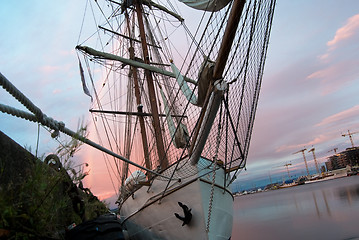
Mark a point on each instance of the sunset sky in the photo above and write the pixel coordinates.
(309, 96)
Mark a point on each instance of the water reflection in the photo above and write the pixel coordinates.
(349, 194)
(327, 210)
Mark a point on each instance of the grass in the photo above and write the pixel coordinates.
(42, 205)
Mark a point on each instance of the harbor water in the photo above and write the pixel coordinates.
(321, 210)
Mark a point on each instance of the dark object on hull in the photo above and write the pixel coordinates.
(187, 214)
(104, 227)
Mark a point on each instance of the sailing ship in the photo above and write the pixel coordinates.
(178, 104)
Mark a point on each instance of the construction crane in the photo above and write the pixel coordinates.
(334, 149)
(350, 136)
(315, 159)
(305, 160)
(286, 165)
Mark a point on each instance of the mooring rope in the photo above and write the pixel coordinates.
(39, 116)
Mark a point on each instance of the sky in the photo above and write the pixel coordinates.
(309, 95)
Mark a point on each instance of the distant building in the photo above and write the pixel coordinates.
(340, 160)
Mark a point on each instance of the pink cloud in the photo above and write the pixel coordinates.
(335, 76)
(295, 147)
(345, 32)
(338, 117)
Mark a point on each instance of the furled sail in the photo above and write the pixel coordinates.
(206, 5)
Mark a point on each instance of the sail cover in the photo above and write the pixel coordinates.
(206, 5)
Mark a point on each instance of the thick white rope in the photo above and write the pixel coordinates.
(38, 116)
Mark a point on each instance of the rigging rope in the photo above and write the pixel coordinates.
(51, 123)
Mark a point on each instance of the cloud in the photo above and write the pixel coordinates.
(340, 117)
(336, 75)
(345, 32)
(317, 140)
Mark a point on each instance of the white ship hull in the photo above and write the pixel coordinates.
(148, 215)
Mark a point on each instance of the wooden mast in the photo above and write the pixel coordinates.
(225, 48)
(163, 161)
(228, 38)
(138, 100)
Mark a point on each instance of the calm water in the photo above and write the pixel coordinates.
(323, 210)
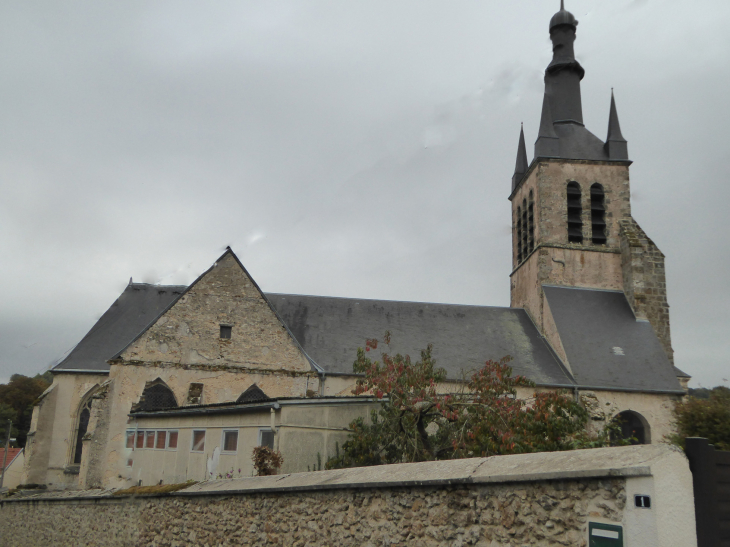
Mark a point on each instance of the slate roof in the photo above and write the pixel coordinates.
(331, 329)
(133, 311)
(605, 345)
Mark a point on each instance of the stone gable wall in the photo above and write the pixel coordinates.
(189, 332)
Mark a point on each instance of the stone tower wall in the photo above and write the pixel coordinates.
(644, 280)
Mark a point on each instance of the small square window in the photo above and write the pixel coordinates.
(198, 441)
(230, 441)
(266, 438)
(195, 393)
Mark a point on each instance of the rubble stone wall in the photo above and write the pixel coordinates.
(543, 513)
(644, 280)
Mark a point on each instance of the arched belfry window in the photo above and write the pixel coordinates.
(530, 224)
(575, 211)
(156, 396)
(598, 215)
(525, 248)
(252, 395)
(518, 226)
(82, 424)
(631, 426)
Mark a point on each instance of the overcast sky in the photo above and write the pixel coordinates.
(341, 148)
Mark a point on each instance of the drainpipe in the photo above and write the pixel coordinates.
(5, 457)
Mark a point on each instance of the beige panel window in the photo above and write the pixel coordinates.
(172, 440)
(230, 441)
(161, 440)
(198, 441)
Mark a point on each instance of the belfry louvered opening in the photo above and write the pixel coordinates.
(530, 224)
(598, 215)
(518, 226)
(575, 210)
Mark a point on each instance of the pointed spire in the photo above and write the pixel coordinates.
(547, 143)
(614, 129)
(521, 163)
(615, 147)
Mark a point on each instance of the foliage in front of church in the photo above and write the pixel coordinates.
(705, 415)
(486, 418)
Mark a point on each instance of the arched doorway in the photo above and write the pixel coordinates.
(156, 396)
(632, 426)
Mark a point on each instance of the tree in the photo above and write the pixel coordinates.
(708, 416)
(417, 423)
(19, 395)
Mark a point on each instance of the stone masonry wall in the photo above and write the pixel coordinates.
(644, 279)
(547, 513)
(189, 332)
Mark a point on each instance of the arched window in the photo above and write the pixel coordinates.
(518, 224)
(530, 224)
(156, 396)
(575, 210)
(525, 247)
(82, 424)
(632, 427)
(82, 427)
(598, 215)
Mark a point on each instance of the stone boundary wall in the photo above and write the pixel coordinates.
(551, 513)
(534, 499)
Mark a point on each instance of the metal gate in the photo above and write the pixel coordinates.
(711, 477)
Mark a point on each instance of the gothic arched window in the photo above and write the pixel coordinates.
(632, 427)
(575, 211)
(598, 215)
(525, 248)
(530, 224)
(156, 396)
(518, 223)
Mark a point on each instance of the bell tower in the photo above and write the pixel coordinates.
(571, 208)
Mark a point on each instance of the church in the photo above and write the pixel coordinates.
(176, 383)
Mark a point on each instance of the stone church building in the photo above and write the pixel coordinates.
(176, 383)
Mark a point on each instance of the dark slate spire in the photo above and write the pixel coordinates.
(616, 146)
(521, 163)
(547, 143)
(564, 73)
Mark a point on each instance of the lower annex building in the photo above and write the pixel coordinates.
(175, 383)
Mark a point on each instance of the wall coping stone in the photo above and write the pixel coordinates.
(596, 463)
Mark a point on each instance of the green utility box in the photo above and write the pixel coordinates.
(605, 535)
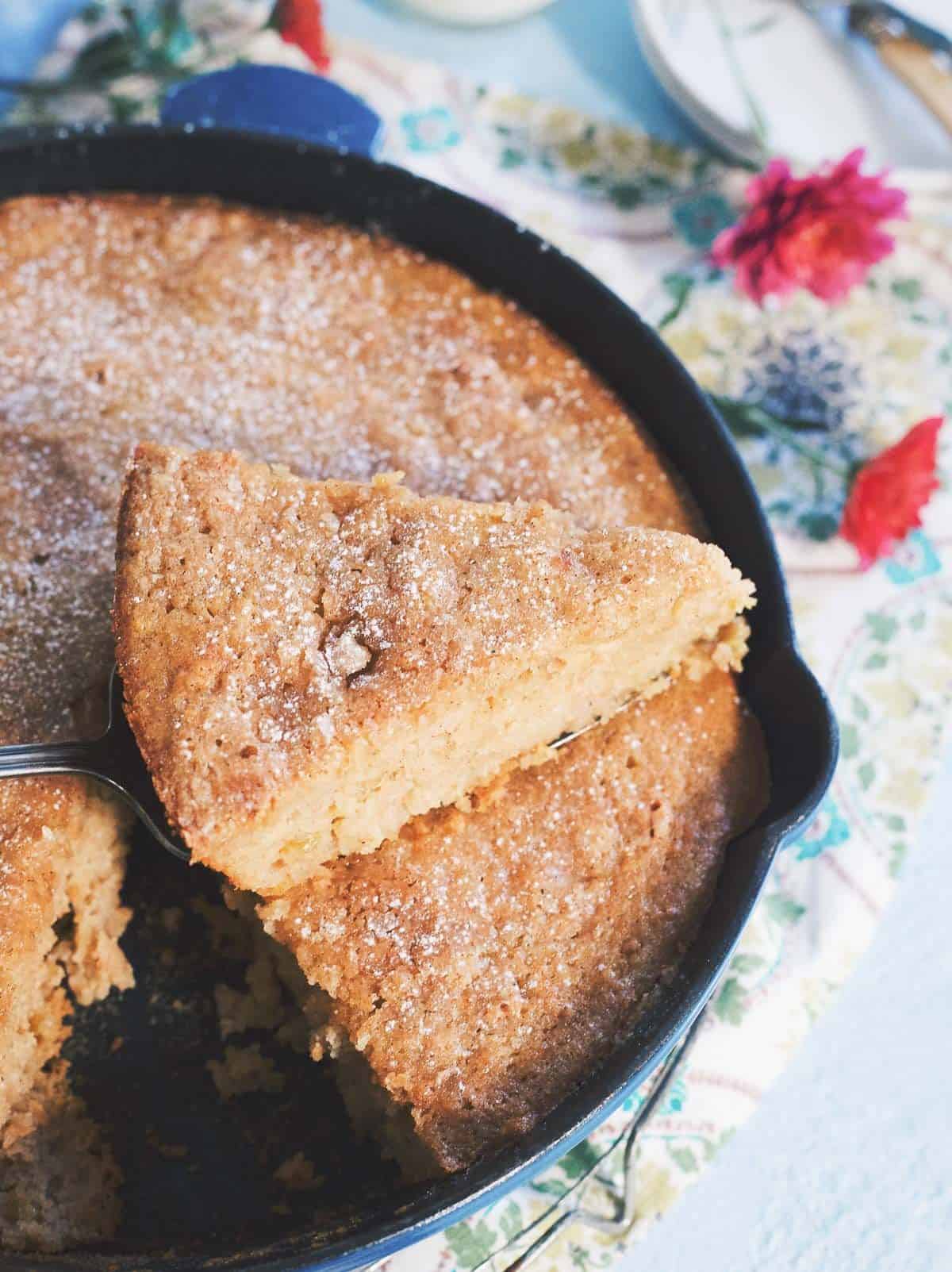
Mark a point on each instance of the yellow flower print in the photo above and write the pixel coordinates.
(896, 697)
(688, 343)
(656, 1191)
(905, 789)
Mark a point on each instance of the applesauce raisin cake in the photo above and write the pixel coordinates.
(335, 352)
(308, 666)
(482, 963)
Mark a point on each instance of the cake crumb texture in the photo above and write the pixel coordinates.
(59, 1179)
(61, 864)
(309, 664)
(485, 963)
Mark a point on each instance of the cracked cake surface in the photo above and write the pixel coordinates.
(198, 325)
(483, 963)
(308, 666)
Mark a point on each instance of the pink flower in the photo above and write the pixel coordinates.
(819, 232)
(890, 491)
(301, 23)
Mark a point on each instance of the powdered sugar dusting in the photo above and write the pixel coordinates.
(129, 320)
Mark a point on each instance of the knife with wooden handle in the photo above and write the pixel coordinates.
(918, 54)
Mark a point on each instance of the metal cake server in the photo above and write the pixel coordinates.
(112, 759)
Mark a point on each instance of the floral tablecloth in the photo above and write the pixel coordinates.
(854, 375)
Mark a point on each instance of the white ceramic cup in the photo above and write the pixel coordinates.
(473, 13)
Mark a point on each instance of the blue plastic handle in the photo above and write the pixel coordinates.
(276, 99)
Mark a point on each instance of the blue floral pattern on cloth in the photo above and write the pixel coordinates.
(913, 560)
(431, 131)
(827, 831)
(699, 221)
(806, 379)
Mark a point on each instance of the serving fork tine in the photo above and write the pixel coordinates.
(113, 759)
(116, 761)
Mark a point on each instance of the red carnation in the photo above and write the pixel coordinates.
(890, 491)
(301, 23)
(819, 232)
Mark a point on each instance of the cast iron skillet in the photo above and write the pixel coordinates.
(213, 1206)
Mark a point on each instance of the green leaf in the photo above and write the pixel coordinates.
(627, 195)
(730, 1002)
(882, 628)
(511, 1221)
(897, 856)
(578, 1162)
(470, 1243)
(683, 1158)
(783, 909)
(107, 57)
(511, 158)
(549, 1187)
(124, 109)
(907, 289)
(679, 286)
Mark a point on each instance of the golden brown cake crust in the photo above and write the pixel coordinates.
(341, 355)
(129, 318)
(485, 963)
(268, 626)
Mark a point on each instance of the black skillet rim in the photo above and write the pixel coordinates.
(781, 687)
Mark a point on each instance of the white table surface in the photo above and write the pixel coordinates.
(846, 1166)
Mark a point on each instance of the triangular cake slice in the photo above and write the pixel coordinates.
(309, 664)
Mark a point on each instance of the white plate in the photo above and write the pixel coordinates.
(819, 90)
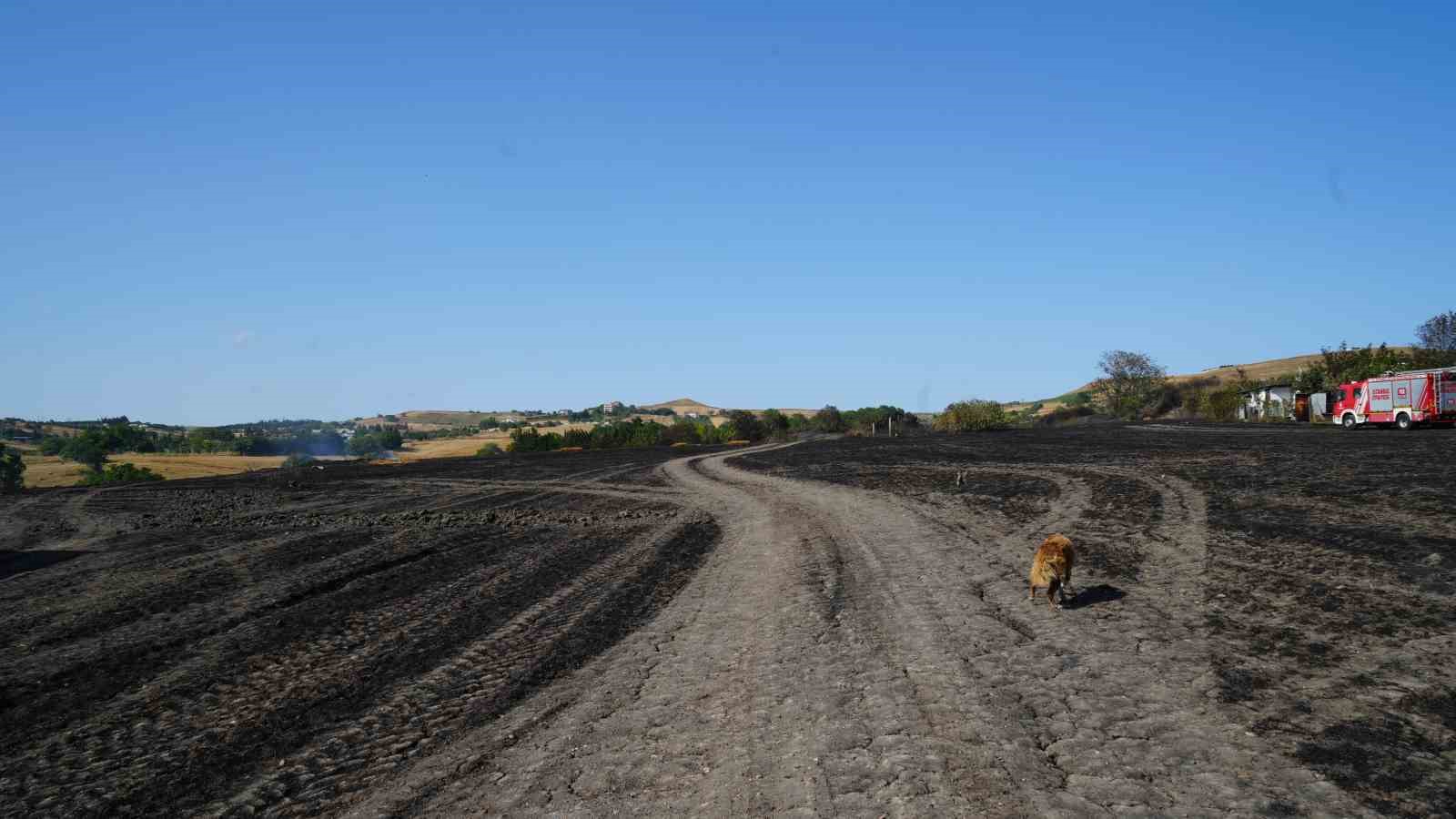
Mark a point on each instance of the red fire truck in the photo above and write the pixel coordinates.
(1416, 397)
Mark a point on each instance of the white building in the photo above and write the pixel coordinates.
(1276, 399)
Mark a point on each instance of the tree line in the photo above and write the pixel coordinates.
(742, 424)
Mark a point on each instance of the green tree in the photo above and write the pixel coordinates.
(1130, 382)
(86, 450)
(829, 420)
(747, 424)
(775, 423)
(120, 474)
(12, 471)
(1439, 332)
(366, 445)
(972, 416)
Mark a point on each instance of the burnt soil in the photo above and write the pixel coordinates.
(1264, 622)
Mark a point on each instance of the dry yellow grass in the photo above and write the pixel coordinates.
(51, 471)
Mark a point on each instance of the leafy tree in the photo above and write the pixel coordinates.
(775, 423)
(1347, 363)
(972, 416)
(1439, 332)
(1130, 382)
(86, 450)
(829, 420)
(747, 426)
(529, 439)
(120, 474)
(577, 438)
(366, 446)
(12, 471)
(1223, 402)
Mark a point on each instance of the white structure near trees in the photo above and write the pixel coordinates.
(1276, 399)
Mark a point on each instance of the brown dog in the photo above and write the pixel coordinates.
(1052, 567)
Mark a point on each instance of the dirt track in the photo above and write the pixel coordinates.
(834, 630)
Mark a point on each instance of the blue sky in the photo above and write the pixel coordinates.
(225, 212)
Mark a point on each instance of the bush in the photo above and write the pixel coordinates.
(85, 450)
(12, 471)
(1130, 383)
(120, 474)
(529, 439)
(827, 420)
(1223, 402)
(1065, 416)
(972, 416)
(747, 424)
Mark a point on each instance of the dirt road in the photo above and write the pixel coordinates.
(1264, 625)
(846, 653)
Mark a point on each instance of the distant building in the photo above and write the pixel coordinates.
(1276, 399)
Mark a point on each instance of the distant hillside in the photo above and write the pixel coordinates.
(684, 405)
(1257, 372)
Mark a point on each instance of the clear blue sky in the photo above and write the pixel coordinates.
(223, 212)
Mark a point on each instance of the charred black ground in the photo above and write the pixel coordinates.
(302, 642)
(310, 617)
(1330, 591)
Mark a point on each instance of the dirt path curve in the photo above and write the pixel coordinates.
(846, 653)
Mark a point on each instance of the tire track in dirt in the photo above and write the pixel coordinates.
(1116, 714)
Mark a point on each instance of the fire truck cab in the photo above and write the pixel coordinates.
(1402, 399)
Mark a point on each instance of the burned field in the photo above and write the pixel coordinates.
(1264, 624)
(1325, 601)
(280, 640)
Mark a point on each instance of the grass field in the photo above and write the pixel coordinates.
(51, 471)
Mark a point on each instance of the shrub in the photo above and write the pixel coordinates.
━━━
To do
Repeat word for word each line from the one with "Mark a point on each instance of the distant hillside" to the end of the records above, inclusive.

Full response
Mark a point on each instance of the distant hillside in the photo above and write the pixel coordinates.
(684, 405)
(1257, 372)
Mark a point on each instance of the clear blue sky in the photo above and write the pixel coordinates.
(223, 212)
Mark a point on each instance of the charred black ground in the photo above and write the pixel coordinates.
(302, 642)
(310, 617)
(1330, 591)
Mark a point on each instance of the dirt path curve in the photo above and write the pixel coordinates.
(846, 653)
Mark a point on each instance of the tire track in dirt in the photo above and write the pixel coordinates.
(1116, 714)
Mark a point on each instance of the fire truck cab in the photo above and write the pixel coordinates.
(1402, 399)
Mark a point on each instance of the burned field in the photo above and write the pixel coordinates.
(1264, 624)
(1325, 601)
(280, 640)
Mark a point on each instance of the grass field in the photo above and write the pixel coordinates.
(51, 471)
Mark a point on each instance of the shrub in the photo above and write the pixel coordinates.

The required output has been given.